What the task asks: Gather every line of the material below that contains the string "light". Case counts when matching.

Information supplied:
++++++
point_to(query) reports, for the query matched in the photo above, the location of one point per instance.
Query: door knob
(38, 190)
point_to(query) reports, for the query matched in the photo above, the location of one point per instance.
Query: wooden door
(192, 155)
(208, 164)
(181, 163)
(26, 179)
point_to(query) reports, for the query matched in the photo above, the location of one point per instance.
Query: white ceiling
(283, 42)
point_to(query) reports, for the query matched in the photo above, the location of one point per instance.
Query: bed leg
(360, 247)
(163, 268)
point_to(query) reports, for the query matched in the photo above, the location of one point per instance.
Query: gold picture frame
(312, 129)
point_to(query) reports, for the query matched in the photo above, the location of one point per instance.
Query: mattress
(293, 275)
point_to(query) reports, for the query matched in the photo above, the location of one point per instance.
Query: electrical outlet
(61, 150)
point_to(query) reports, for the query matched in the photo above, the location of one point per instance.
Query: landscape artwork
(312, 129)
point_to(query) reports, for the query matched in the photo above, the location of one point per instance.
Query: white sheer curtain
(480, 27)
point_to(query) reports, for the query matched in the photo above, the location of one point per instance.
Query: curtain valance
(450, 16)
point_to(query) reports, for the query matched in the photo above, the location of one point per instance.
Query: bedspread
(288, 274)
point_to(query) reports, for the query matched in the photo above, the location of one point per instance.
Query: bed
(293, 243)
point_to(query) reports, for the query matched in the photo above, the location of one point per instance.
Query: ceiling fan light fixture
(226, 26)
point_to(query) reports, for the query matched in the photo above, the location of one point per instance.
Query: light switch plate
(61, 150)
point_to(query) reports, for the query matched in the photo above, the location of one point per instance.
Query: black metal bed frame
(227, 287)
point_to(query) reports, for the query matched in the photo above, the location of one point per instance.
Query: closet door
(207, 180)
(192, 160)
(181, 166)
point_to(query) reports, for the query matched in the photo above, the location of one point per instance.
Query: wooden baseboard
++++++
Solution for this problem:
Query: ceiling fan light fixture
Query: light switch plate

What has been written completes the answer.